Task prompt:
Lines before the one containing "point: tall grass" in the records below are to be left out; that line and all after it, through the end, are to be retyped exactly.

-.-.-

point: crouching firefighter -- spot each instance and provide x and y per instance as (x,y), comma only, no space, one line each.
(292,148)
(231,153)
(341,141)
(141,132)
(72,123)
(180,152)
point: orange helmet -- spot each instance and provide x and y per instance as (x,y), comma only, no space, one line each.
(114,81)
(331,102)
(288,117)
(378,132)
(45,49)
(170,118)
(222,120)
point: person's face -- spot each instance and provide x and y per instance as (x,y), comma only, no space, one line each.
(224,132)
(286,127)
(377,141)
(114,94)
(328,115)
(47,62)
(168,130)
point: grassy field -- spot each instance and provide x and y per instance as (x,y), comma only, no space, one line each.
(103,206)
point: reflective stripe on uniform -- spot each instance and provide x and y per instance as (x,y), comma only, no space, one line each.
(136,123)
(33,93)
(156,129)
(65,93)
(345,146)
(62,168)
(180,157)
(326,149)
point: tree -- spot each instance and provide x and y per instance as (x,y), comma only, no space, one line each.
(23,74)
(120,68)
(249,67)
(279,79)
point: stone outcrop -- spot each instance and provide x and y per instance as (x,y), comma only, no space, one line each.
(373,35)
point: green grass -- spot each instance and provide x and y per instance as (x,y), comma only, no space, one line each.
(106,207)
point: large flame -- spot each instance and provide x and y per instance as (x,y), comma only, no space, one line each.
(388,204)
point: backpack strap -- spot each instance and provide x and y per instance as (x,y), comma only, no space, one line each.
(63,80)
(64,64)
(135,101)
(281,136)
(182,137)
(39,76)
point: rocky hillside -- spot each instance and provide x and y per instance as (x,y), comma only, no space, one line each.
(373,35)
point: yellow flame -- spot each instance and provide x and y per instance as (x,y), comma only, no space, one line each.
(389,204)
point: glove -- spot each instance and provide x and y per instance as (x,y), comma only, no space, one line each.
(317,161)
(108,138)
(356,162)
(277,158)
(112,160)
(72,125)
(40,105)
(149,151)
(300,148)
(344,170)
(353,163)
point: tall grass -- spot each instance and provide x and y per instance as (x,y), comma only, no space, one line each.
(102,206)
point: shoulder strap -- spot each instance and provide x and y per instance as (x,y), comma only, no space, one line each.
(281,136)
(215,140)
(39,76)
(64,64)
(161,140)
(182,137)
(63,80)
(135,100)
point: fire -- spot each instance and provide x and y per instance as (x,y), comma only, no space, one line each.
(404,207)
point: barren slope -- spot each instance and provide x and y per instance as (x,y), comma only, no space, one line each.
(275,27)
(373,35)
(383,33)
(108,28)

-.-.-

Answer for the task:
point: tall grass -- spot each instance and provide x and y per instance as (x,y), comma only, no space, one line each.
(102,206)
point: shoulder strap -- spot each instance and provide x and y per instance as (x,y), comma only, no space, one line each.
(281,136)
(215,140)
(39,76)
(64,64)
(161,140)
(182,137)
(63,80)
(135,100)
point: fire -- spot each instance and provide x and y per instance as (x,y), comma only, no space, one line each.
(404,207)
point: barren slope -- spot each instance and provide x and y per instance as (x,y), comma only, no space, one line each.
(275,27)
(373,35)
(383,33)
(108,28)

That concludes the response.